━━━ Document passage

In 1955, Bill purchased and restored the "Old Lakeview Schoolhouse" located on the southwest shore of TML. Bill treasured his stewardship of the land and buildings. After Bill and Jane's retirement, they traveled back and forth between Florida and Hackensack. Following his wife's death in 1997, Bill remained at his home on TML.
Survivors include: his children, Maggie McGill and her husband Ned Miller, Des Moines, Iowa and Jim McGill and his wife Anne Zosel McGill, Hackensack; grandchildrren Meghan Mcgill and Cristin McGill; great-granddaughter Madeline Jane McGill; brother Hugh McGill, Warminster, PA; and sister Margaret Guerber, Blue Earth, MN.
A memorial service was held on May 23, 2003, at Union Congregational Church in Hackensack.
(Information provided by Jim and Anne McGill.)
Raymond George Johnson, age 94, of Lamberson, MN died Wednesday, January 29, 2003 at Valley View Manor Care Center in Lamberton.

━━━━━━
━━━ The data

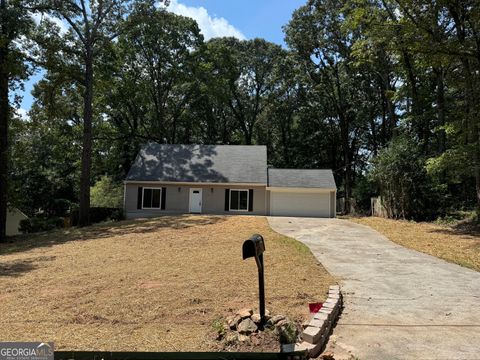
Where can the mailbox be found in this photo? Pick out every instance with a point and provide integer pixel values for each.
(254, 247)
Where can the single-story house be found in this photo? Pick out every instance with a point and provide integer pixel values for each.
(14, 216)
(223, 179)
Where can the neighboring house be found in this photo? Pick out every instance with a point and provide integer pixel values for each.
(223, 179)
(14, 216)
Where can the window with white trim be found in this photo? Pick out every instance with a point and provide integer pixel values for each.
(152, 198)
(239, 200)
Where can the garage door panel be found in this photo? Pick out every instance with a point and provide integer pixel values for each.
(300, 204)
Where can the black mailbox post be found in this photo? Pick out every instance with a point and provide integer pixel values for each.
(254, 247)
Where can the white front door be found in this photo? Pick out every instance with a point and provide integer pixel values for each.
(196, 200)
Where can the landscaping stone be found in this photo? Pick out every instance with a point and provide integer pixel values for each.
(311, 334)
(320, 316)
(281, 323)
(247, 326)
(312, 349)
(255, 318)
(277, 318)
(234, 321)
(244, 313)
(318, 323)
(327, 355)
(242, 338)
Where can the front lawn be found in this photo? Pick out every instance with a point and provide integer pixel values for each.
(459, 243)
(148, 285)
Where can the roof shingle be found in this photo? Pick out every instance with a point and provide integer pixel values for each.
(200, 163)
(298, 178)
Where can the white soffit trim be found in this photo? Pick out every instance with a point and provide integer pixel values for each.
(193, 184)
(303, 190)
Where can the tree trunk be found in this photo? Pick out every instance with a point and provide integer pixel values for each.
(84, 211)
(440, 109)
(4, 117)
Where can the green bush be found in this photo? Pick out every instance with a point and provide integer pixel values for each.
(407, 190)
(106, 193)
(99, 214)
(363, 191)
(40, 223)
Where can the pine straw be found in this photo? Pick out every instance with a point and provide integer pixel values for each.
(458, 244)
(148, 285)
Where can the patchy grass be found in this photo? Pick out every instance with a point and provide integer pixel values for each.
(458, 242)
(148, 285)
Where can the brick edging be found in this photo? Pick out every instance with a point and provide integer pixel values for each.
(316, 333)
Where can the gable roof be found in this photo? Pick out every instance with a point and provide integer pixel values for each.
(298, 178)
(200, 163)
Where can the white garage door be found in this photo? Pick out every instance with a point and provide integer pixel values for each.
(300, 204)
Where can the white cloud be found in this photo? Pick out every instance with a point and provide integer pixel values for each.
(210, 26)
(38, 17)
(22, 114)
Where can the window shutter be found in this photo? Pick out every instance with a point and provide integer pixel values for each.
(164, 193)
(227, 199)
(139, 197)
(250, 200)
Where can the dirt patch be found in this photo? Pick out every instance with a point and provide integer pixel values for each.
(148, 285)
(451, 243)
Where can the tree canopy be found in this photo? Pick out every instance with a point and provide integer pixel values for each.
(385, 93)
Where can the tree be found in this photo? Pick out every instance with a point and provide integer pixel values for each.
(324, 48)
(152, 84)
(92, 27)
(15, 22)
(107, 193)
(406, 190)
(247, 74)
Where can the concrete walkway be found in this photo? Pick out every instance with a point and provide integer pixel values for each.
(399, 303)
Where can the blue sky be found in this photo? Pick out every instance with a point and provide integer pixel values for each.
(245, 19)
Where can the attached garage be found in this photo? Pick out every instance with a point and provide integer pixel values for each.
(304, 193)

━━━━━━

**Using the information**
a - For each statement about the obituary excerpt, answer yes or no and quote the exact words of the excerpt that decide it. (i) Bill bought the Old Lakeview Schoolhouse in 1955. (ii) Bill moved away from TML after his wife died in 1997. (iii) Bill's sister Margaret Guerber lives in Warminster, PA.
b - Please transcribe the part of the obituary excerpt starting at "Survivors include: his" and ending at "Blue Earth, MN.".
The rows play no part in this work.

**Task-by-task solutions**
a -
(i) Yes: "In 1955, Bill purchased and restored the"
(ii) No: "Following his wife's death in 1997, Bill remained at his home on TML."
(iii) No: "sister Margaret Guerber, Blue Earth, MN."

b -
Survivors include: his children, Maggie McGill and her husband Ned Miller, Des Moines, Iowa and Jim McGill and his wife Anne Zosel McGill, Hackensack; grandchildrren Meghan Mcgill and Cristin McGill; great-granddaughter Madeline Jane McGill; brother Hugh McGill, Warminster, PA; and sister Margaret Guerber, Blue Earth, MN.